Prompt:
Check every line of the records below for the string "house" and copy the ones that have it.

Source records:
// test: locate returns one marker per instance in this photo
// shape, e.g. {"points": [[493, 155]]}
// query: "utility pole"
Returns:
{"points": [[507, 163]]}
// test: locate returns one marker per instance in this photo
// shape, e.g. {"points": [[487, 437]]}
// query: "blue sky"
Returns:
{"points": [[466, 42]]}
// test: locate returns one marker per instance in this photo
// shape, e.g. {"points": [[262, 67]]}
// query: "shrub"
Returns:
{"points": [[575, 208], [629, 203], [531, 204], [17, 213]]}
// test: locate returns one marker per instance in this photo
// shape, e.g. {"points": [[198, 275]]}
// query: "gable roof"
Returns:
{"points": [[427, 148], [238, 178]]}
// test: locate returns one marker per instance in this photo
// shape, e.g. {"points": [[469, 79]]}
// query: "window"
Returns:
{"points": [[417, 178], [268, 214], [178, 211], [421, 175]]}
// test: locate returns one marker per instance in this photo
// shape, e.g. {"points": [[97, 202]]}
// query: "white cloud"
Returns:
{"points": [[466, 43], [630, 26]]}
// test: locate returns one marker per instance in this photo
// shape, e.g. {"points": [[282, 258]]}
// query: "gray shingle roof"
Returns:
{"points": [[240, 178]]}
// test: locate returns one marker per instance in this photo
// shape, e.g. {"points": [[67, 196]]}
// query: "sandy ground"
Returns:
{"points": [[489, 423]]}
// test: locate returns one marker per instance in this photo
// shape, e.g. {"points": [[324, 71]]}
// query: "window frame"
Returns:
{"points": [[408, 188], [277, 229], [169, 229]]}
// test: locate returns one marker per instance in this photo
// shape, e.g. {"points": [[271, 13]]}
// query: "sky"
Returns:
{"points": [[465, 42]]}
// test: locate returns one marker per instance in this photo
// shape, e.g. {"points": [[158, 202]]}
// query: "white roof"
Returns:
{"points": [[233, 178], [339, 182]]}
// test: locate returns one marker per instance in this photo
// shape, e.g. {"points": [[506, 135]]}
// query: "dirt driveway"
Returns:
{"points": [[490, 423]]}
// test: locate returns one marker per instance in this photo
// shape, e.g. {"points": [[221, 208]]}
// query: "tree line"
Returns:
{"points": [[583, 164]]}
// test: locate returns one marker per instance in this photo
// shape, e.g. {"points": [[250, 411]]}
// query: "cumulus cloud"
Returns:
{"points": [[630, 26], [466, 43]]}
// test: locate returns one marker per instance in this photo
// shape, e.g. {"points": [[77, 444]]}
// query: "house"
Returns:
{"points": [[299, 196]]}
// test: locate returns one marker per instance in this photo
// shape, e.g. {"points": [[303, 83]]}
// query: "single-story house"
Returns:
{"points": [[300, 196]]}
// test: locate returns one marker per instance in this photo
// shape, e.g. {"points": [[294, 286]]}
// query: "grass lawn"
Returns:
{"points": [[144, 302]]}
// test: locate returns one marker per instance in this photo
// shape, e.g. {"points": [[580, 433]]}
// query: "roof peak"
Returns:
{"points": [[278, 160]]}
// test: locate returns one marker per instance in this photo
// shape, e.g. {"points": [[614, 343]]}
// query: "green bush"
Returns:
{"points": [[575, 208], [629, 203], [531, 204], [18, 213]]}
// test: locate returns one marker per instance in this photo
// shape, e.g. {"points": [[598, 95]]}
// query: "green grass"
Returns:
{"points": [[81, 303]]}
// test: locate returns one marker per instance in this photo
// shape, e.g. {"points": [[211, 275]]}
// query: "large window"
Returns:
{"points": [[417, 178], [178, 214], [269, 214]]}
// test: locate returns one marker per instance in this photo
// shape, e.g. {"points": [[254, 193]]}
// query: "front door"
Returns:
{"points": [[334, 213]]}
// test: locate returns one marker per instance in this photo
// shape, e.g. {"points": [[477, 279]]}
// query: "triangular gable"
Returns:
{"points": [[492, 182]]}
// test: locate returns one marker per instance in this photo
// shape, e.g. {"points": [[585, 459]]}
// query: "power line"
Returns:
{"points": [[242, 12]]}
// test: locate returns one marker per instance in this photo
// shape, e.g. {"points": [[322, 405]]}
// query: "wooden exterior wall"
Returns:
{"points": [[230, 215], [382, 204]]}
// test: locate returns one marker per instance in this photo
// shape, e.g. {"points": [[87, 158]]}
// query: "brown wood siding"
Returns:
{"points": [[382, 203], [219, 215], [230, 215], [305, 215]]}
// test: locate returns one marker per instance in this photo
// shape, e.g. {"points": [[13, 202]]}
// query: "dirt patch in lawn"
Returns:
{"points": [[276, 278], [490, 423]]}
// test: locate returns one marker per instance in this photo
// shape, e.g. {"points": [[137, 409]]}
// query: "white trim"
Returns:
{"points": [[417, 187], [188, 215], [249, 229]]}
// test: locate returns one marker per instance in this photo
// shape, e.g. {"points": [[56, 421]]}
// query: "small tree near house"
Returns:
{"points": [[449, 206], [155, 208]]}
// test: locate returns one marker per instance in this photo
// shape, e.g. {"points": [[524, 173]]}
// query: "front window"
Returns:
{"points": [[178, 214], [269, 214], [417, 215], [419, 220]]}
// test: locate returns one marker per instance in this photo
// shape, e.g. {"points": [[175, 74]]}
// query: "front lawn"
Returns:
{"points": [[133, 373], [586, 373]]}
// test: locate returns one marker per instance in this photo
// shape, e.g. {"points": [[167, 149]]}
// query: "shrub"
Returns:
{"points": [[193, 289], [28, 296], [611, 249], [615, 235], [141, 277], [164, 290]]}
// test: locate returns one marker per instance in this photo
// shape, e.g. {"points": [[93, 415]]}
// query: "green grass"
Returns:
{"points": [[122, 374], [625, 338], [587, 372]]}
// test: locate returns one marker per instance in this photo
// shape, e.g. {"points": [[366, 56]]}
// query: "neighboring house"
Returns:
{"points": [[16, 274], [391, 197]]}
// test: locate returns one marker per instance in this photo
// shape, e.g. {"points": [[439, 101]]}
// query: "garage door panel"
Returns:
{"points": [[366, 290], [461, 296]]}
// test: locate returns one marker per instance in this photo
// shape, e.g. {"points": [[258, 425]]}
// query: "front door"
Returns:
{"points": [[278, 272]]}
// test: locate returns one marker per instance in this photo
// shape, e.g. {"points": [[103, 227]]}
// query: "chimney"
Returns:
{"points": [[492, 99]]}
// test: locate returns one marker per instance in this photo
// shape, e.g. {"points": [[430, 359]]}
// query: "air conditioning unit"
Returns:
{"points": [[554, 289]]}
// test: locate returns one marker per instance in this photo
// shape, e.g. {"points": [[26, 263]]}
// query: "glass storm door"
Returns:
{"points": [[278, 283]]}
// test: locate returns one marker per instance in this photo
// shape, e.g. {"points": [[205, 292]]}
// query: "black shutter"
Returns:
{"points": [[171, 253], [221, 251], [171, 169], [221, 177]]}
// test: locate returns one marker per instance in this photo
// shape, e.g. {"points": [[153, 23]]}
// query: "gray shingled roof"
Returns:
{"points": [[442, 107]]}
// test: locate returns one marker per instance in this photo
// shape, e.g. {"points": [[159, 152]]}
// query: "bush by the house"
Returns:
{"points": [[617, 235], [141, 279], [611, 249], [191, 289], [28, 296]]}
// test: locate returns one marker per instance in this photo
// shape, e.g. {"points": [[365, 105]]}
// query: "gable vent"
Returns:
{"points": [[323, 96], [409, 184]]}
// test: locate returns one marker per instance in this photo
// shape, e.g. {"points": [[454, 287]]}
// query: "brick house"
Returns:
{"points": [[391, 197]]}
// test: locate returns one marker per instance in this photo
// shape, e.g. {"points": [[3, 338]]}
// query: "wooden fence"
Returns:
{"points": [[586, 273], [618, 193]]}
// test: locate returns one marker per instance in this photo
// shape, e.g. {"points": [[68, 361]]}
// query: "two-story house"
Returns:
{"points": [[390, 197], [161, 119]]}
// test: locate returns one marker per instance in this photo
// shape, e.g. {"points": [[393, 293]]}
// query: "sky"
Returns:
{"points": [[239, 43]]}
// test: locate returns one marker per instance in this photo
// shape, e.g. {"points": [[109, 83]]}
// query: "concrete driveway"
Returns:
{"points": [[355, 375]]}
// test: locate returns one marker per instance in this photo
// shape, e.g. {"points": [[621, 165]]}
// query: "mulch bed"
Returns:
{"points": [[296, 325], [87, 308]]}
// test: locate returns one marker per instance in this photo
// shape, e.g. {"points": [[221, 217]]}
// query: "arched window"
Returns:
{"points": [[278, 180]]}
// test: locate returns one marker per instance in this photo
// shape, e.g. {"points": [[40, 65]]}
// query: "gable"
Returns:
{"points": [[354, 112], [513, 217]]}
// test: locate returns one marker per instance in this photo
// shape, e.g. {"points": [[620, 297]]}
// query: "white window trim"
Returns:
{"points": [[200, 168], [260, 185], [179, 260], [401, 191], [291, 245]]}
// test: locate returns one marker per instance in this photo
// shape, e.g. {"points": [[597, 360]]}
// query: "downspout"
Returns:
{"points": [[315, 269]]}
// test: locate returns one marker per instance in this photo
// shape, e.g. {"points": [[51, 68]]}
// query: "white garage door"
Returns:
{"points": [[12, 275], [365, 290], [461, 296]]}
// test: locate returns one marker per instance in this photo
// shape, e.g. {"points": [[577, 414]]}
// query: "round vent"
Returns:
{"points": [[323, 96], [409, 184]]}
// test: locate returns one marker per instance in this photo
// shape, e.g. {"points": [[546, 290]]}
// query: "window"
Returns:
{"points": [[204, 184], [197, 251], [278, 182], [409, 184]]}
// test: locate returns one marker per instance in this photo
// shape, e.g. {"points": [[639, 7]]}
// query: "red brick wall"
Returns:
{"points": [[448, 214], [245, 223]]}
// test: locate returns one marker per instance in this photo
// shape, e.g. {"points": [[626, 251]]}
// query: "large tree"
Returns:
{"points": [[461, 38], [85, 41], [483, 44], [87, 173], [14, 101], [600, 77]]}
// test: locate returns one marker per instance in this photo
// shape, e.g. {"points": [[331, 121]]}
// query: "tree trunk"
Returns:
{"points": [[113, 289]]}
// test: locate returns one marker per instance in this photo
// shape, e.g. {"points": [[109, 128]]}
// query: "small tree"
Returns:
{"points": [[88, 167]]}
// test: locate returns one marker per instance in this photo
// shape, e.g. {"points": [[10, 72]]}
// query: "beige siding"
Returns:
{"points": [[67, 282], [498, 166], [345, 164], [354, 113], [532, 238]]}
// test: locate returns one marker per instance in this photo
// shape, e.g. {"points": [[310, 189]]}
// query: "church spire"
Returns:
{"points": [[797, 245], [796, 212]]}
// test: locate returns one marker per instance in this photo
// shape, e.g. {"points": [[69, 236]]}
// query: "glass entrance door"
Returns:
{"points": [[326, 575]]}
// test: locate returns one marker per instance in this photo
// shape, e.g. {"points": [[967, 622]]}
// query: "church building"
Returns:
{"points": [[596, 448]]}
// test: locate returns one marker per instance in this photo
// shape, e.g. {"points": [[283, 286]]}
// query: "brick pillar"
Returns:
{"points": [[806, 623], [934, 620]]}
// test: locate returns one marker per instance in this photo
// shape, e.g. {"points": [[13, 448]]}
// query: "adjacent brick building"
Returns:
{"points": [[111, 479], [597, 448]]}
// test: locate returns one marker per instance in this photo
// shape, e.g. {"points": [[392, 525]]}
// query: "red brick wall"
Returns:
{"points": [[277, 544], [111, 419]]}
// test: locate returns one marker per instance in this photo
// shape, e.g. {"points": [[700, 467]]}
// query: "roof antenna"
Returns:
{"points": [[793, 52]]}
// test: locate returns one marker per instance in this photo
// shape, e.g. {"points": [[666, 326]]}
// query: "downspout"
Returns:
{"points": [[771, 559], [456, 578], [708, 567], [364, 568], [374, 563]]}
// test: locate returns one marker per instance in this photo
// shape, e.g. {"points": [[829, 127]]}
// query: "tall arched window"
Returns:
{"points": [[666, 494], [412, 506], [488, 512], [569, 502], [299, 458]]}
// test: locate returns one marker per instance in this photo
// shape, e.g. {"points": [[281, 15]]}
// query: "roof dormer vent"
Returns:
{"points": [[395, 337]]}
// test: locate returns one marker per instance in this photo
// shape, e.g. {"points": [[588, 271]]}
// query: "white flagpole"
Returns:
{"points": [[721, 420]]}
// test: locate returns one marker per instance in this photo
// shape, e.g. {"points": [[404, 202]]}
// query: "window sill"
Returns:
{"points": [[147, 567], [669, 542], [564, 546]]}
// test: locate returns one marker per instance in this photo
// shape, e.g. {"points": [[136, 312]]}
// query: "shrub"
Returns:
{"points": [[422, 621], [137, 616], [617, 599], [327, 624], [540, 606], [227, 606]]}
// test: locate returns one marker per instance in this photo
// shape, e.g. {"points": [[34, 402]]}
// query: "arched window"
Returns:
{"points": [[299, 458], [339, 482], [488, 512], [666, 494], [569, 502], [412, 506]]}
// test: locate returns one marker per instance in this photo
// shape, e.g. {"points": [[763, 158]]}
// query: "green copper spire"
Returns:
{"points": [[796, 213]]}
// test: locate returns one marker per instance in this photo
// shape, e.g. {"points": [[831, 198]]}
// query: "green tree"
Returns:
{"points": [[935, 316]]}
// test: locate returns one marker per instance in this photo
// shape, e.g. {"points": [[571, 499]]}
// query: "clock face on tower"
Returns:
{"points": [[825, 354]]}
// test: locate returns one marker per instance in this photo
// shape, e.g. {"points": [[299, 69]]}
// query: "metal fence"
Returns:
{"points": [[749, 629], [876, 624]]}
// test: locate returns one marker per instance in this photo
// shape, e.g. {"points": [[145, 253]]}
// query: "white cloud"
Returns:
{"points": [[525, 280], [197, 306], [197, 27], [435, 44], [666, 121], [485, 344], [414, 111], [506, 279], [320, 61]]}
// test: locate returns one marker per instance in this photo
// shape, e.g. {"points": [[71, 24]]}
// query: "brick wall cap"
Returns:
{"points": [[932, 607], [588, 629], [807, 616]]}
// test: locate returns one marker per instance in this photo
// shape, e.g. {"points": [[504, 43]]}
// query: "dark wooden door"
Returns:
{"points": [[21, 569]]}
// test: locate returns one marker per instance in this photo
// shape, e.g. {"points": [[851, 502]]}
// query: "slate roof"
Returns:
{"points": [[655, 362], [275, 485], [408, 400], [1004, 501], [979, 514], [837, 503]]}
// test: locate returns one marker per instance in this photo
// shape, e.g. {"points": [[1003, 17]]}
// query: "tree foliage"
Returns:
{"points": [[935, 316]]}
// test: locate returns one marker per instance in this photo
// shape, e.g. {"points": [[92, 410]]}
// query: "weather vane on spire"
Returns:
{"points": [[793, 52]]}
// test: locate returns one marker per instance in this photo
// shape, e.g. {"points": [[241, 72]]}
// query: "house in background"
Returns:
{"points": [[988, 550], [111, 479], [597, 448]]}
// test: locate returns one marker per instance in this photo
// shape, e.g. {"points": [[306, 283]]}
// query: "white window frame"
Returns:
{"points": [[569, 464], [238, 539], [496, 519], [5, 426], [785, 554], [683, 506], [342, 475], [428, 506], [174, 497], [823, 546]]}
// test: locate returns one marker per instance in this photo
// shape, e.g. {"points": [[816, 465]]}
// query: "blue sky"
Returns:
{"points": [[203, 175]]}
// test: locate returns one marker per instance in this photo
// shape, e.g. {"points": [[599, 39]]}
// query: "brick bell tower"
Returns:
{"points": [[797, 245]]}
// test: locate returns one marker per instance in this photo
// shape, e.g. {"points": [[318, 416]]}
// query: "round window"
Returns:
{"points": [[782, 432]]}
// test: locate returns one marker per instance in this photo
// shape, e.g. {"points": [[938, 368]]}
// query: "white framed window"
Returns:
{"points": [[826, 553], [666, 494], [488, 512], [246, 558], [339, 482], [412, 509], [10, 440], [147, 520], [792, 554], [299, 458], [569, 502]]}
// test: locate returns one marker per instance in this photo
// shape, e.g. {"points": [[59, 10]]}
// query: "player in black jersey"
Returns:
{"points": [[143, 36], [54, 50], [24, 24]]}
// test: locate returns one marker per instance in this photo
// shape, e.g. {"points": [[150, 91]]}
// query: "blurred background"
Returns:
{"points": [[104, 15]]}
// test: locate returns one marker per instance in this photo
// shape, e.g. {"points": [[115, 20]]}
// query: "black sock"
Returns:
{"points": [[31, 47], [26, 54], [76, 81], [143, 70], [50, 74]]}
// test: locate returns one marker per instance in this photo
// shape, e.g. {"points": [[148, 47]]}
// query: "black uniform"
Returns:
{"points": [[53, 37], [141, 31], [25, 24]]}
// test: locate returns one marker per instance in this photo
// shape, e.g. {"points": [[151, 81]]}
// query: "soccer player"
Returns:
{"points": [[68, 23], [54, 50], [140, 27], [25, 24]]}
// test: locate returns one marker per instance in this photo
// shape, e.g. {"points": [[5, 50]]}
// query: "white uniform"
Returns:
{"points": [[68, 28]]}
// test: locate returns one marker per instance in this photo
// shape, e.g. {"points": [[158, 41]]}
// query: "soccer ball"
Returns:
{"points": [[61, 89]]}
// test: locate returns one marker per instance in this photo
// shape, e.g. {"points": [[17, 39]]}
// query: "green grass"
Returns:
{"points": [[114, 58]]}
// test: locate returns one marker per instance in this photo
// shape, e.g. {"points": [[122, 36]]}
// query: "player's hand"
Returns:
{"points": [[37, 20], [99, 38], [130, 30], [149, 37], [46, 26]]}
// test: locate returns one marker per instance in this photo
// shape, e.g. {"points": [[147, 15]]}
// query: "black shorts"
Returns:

Written solution:
// query: "house"
// query: "single-story house"
// query: "small tree near house"
// query: "neighboring house"
// query: "bush by the house"
// query: "brick house"
// query: "two-story house"
// query: "house in background"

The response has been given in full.